▶ [Task instructions]
Could you set down exactly the lines of the data below, starting at the one that holds "Target: green vegetation on cliff" and ending at the one that holds "Target: clear blue sky", both included, and only those?

>>

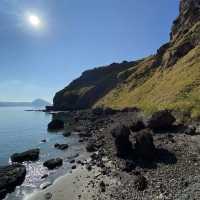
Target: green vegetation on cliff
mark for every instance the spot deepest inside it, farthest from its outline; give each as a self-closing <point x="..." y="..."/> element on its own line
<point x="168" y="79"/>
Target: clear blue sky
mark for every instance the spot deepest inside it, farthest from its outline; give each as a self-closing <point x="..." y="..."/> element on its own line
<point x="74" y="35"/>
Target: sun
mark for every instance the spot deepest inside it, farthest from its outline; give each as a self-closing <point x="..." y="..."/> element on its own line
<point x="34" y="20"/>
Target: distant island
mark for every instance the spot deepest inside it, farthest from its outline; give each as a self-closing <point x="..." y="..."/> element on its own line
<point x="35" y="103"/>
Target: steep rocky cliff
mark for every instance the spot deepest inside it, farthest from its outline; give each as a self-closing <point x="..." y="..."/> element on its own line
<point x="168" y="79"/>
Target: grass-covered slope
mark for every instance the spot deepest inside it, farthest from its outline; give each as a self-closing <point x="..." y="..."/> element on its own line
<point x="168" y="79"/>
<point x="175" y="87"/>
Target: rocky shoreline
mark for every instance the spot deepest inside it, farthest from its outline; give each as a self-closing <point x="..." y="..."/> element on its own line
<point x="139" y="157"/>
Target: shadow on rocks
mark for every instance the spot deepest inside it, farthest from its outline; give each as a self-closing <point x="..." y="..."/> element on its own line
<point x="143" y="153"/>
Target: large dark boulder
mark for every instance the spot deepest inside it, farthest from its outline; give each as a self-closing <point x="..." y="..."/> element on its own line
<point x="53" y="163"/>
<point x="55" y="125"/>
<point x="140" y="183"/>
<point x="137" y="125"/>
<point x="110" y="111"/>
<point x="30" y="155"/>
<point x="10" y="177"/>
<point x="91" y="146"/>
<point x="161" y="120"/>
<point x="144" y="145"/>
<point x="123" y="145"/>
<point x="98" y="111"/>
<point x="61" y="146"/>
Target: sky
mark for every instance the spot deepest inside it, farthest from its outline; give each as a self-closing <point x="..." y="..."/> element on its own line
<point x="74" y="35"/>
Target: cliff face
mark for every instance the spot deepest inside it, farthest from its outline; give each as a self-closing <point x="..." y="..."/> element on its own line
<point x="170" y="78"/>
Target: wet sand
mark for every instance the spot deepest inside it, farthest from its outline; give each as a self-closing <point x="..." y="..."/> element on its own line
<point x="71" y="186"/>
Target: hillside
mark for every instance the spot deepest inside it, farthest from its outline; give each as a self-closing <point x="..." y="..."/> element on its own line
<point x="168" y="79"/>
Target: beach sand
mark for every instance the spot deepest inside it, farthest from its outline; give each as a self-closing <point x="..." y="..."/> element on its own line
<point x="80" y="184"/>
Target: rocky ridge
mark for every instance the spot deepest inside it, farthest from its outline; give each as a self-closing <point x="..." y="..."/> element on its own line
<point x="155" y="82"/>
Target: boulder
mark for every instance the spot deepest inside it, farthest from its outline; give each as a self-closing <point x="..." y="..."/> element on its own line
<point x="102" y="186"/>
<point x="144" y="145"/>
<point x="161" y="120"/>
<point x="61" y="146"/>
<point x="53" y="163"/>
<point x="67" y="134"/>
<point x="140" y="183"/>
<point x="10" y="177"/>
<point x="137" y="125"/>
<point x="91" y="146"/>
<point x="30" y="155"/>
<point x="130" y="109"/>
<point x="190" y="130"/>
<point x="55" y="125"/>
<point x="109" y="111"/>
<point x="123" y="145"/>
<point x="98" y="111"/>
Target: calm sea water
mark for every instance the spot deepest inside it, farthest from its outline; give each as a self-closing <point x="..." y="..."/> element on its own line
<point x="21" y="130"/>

<<
>>

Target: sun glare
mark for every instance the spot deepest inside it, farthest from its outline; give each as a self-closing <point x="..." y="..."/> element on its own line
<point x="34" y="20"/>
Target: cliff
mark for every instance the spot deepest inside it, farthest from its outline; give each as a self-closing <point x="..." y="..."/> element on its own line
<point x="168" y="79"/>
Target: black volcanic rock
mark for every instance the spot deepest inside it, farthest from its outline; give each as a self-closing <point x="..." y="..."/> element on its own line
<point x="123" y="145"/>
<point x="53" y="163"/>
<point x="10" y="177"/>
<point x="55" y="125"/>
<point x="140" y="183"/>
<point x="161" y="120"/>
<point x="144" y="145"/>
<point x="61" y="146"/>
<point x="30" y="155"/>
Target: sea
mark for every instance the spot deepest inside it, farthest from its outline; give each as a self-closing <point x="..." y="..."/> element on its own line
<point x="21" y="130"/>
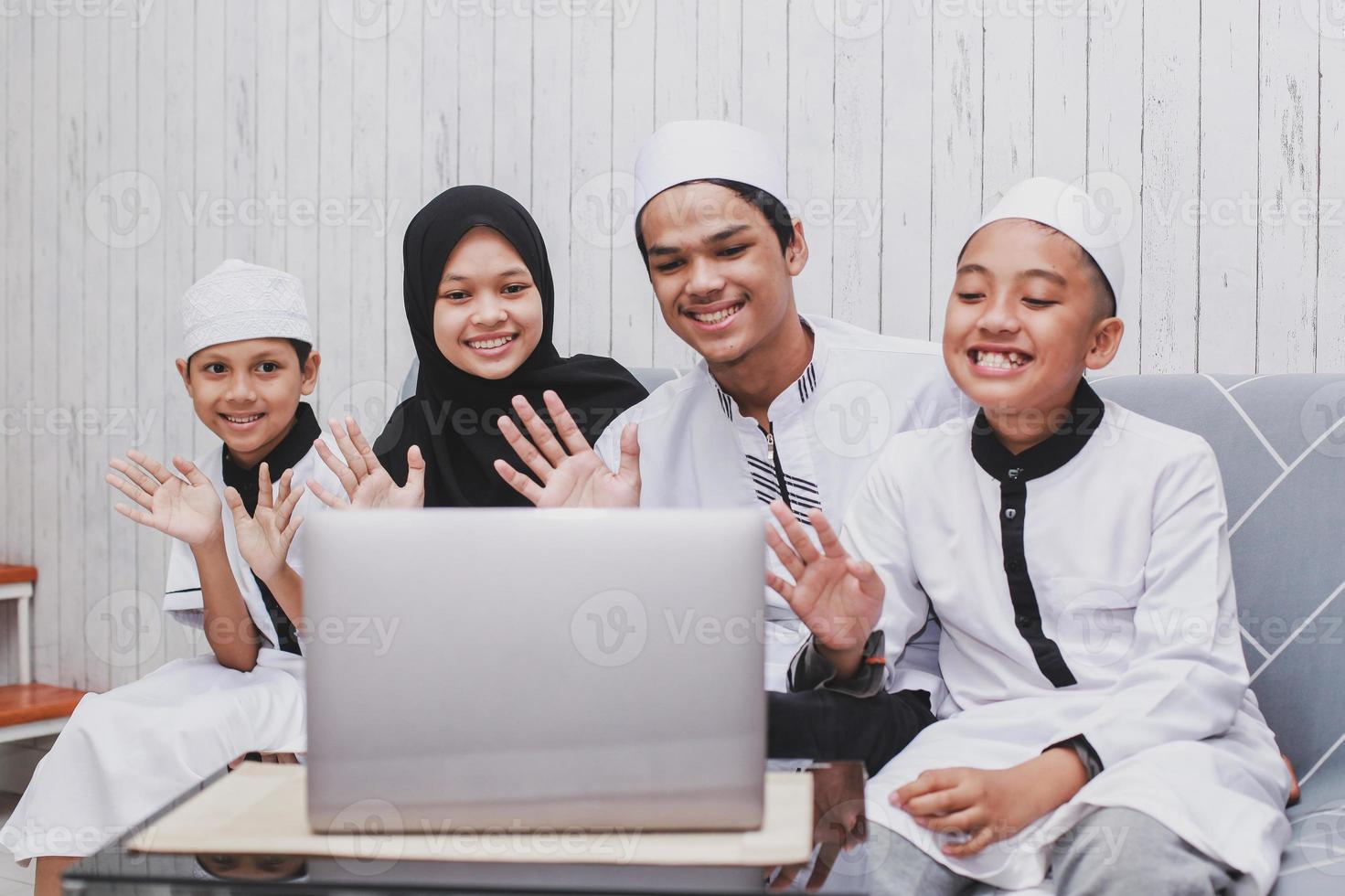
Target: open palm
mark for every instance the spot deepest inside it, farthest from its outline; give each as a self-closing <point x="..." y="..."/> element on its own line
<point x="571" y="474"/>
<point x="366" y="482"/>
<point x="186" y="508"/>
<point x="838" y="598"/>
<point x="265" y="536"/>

<<
>>

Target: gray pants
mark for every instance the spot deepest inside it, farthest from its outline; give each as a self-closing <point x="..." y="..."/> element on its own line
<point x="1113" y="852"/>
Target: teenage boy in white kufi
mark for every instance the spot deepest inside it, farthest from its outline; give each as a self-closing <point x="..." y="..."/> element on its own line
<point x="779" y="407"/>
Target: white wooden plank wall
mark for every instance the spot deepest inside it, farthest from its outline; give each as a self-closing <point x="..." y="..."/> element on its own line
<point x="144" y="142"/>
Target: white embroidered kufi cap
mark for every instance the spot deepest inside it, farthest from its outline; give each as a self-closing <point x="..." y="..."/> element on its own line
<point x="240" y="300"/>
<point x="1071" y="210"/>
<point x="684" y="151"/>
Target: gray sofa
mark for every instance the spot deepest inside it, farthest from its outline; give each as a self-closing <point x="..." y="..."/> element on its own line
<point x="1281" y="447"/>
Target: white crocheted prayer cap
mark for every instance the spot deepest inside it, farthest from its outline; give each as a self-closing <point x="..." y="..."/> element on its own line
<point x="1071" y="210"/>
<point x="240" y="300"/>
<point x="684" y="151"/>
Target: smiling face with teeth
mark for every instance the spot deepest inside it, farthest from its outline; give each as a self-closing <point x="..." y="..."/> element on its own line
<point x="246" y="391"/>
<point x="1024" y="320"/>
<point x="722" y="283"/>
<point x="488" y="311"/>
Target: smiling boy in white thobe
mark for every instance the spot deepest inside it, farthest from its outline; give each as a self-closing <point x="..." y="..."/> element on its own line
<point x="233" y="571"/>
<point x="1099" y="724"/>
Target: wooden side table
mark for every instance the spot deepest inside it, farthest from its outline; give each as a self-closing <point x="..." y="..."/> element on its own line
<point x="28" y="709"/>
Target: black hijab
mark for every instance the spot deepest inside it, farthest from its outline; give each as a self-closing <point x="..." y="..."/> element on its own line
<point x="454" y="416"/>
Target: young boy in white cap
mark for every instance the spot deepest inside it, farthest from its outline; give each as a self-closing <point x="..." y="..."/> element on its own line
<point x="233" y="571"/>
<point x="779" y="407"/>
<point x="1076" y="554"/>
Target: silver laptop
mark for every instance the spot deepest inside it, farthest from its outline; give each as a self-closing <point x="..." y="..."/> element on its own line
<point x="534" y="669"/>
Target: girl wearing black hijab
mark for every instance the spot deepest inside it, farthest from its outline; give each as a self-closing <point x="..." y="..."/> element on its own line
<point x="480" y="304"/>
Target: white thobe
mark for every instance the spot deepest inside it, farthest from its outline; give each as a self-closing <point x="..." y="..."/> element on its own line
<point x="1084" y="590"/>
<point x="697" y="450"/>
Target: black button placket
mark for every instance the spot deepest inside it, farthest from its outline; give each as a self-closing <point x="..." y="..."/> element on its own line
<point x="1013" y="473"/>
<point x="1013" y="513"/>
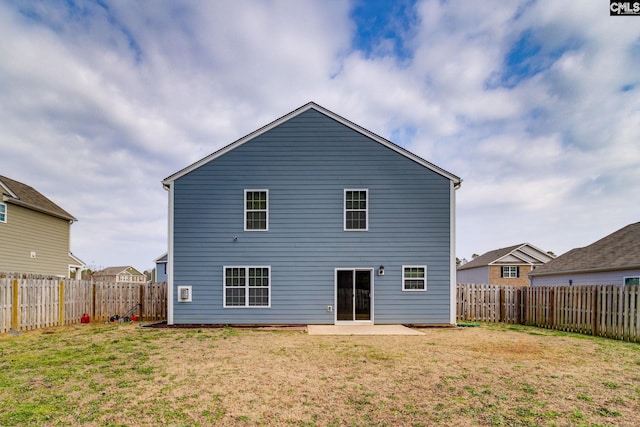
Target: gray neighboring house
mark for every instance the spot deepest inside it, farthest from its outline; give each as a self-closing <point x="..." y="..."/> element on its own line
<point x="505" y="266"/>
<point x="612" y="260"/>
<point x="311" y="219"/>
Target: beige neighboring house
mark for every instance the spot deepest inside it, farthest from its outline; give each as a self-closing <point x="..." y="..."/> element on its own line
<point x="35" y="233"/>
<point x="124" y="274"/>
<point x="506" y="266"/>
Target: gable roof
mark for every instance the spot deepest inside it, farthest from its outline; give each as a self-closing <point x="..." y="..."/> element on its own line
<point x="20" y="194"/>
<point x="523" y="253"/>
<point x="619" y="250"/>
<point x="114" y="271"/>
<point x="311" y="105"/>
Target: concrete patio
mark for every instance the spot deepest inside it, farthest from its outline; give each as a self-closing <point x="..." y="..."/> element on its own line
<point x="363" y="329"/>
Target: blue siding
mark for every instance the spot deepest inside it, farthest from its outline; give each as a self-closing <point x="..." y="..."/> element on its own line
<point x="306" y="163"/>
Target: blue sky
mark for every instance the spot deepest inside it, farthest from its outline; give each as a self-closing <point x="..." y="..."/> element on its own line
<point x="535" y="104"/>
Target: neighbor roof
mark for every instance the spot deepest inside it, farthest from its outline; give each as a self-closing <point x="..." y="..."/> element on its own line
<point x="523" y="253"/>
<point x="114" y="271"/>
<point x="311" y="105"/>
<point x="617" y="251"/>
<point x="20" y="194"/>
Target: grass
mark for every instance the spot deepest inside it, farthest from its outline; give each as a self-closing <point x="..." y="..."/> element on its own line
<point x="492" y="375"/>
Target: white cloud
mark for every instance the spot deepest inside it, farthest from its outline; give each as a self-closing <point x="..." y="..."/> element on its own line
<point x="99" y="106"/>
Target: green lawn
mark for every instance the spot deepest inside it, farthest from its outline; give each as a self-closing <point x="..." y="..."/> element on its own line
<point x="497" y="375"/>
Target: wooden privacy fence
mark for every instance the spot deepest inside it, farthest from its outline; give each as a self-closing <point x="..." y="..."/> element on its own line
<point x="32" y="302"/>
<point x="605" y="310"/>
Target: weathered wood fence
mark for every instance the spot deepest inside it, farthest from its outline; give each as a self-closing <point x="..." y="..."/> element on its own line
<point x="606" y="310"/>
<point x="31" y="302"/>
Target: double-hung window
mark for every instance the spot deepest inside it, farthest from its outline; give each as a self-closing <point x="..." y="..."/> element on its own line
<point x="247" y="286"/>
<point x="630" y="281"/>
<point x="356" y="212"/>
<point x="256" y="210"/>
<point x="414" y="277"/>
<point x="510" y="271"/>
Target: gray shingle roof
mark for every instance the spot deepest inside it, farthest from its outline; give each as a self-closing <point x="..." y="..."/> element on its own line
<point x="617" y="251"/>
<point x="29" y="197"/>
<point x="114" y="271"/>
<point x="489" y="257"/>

<<

▶ [Solution to the exercise]
Target: green vegetation on cliff
mark for every instance the spot deepest inside it, farthest from its outline; give each as a self-closing <point x="..." y="..."/> element on its own line
<point x="168" y="79"/>
Target: clear blue sky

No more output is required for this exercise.